* [Job] Reproduce word for word the lines of the items below, from the line that contains "like x=391, y=16." through the line that contains "x=52, y=354", including both of those lines.

* [Data to use]
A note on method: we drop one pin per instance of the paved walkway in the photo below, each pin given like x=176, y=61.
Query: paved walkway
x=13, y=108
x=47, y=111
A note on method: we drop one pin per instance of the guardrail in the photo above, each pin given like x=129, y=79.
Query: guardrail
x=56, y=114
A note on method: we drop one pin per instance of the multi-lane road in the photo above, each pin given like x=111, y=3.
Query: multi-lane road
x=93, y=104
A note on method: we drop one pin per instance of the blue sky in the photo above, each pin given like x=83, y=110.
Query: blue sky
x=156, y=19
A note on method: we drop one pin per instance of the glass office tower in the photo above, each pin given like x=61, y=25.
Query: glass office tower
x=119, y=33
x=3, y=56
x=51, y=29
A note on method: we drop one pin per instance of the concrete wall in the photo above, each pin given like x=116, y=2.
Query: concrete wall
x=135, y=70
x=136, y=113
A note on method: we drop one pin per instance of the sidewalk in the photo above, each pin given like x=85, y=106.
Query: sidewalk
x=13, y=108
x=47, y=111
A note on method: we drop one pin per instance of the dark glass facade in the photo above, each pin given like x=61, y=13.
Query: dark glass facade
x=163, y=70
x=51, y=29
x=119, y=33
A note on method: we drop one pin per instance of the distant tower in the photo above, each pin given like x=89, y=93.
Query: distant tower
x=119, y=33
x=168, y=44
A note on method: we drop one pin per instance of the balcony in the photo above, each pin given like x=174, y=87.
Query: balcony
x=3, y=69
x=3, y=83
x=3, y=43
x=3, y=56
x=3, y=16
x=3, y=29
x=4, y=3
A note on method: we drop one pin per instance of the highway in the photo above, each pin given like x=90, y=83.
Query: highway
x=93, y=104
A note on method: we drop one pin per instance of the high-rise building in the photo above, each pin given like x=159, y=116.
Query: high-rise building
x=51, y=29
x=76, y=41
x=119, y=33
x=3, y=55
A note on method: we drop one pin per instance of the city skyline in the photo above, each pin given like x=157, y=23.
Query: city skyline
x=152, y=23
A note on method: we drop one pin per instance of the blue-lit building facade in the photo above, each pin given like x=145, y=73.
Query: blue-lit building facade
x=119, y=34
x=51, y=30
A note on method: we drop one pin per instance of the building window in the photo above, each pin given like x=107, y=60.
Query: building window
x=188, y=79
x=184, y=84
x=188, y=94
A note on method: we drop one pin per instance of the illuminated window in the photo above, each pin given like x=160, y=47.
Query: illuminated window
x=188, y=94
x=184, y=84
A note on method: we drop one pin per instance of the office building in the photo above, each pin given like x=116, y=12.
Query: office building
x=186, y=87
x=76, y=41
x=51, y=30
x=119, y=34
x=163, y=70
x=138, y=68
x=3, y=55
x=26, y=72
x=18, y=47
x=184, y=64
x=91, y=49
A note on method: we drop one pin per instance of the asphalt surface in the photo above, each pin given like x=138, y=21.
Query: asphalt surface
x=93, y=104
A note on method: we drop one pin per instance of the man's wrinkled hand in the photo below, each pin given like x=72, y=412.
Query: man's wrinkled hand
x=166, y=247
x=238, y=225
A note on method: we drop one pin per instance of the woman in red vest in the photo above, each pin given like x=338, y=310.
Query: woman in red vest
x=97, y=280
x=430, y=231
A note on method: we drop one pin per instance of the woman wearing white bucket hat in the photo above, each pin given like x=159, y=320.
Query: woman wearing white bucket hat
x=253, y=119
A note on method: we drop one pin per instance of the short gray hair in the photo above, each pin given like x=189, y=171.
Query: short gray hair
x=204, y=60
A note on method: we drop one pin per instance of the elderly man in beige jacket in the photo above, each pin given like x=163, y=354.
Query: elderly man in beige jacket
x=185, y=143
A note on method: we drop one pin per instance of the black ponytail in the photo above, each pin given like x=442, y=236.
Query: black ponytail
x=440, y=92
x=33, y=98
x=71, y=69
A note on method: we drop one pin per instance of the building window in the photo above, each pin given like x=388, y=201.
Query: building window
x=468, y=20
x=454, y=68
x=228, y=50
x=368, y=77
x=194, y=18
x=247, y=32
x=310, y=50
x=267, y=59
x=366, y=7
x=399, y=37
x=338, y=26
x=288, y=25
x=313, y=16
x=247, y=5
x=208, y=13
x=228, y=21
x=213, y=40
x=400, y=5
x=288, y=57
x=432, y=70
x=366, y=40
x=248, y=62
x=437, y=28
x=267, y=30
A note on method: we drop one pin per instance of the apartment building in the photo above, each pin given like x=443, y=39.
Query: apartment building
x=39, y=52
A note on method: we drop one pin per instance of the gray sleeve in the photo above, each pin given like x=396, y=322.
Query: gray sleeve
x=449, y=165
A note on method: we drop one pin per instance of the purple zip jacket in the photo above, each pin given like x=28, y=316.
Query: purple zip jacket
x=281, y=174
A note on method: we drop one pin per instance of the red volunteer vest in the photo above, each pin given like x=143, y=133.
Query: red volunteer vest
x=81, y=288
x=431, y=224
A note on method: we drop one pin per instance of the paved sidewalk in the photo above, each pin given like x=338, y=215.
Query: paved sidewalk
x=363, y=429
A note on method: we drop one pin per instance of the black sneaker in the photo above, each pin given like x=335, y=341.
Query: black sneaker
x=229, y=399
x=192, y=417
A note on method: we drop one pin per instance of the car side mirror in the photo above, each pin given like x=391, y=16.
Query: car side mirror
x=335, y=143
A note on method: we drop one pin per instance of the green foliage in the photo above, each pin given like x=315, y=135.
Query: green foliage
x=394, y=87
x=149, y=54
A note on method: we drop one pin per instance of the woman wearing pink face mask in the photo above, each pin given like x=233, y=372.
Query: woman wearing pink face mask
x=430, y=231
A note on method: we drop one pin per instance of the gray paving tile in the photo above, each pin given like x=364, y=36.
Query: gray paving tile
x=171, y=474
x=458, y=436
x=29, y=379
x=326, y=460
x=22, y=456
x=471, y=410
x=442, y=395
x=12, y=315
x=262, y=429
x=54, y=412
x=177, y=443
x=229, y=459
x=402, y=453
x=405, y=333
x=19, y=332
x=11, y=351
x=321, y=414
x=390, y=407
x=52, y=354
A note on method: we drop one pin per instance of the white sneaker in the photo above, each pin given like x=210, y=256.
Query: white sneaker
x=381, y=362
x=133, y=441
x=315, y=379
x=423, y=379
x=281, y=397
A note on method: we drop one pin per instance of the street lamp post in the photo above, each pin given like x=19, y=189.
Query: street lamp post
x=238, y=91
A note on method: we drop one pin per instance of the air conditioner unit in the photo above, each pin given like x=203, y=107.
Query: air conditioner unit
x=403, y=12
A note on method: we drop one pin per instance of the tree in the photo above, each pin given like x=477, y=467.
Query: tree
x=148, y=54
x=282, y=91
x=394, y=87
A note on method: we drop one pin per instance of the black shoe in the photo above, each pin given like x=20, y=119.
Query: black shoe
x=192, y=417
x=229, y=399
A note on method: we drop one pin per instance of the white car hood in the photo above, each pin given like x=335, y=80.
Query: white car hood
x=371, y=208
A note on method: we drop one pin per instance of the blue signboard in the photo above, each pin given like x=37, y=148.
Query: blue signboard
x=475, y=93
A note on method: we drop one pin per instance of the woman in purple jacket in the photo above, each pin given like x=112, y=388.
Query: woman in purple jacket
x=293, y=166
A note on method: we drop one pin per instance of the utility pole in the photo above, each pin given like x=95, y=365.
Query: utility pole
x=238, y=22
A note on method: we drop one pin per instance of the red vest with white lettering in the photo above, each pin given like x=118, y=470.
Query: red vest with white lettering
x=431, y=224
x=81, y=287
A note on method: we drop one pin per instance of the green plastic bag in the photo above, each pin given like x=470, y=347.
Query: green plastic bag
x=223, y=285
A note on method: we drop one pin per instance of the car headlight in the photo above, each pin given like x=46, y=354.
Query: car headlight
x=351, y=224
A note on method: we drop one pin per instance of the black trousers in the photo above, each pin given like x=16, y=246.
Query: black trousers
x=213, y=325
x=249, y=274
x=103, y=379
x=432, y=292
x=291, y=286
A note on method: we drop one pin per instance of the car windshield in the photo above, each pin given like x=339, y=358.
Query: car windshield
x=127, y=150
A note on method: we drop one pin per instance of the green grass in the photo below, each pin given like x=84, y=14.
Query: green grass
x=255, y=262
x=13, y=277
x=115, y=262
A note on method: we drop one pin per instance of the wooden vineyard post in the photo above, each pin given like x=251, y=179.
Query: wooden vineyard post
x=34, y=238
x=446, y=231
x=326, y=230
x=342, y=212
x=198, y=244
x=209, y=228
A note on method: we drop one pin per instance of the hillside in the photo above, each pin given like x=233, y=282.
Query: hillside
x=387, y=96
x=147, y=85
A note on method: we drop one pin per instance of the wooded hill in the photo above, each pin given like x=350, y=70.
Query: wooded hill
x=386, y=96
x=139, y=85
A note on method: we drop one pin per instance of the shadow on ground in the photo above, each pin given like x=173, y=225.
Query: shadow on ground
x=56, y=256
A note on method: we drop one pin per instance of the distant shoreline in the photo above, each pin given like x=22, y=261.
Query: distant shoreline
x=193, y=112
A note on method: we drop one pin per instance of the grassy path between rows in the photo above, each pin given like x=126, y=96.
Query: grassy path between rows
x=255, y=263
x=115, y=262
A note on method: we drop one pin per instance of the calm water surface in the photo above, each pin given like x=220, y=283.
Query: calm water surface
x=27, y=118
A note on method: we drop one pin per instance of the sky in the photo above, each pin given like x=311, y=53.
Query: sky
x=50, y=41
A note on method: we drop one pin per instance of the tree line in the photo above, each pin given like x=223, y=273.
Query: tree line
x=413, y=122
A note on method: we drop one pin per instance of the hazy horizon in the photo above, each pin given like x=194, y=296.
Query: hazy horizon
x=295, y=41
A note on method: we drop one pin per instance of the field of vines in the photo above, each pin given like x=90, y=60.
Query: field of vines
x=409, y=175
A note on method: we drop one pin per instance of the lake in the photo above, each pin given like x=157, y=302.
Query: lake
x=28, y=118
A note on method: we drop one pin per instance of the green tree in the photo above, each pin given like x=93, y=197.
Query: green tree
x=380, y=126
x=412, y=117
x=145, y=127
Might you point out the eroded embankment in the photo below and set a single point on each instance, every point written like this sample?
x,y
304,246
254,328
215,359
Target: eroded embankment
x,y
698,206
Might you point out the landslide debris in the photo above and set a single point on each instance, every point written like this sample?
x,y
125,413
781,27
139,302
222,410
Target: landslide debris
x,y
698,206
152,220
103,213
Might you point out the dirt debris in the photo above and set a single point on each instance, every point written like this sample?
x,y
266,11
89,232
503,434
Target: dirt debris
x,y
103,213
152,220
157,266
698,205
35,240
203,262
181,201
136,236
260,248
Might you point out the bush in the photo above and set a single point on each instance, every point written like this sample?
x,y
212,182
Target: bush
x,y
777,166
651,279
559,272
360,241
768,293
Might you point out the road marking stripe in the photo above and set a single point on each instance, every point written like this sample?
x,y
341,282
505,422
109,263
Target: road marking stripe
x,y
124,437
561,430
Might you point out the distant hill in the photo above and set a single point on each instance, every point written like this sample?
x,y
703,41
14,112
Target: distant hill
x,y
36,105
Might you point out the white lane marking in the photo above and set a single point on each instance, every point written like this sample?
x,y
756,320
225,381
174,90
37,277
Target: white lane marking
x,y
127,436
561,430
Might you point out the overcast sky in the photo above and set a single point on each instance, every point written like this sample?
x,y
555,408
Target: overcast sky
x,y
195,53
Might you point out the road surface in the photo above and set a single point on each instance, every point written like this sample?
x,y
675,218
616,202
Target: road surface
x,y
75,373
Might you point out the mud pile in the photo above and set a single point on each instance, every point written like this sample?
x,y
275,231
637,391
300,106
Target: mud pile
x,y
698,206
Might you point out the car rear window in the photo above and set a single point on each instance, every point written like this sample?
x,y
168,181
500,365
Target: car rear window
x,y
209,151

* [Answer to this task]
A note on method: we drop one pin per instance of the car side mirror in the photo above, each pin given like x=391, y=16.
Query: car side mirror
x=335, y=143
A note on method: we drop one pin per instance of the green foliage in the photo above, each pin given like x=315, y=135.
Query: green foliage
x=394, y=87
x=149, y=54
A note on method: we drop one pin per instance of the woman wearing pink face mask in the photo above, each pin given like x=233, y=372.
Query: woman wearing pink face mask
x=430, y=231
A note on method: we drop one pin per instance of the gray paving tile in the photo above, each pin given like x=364, y=36.
Query: gray paving tile
x=171, y=474
x=458, y=436
x=29, y=379
x=326, y=460
x=22, y=456
x=471, y=410
x=442, y=395
x=12, y=315
x=262, y=429
x=54, y=412
x=177, y=443
x=229, y=459
x=402, y=453
x=405, y=333
x=19, y=332
x=11, y=351
x=321, y=414
x=390, y=407
x=52, y=354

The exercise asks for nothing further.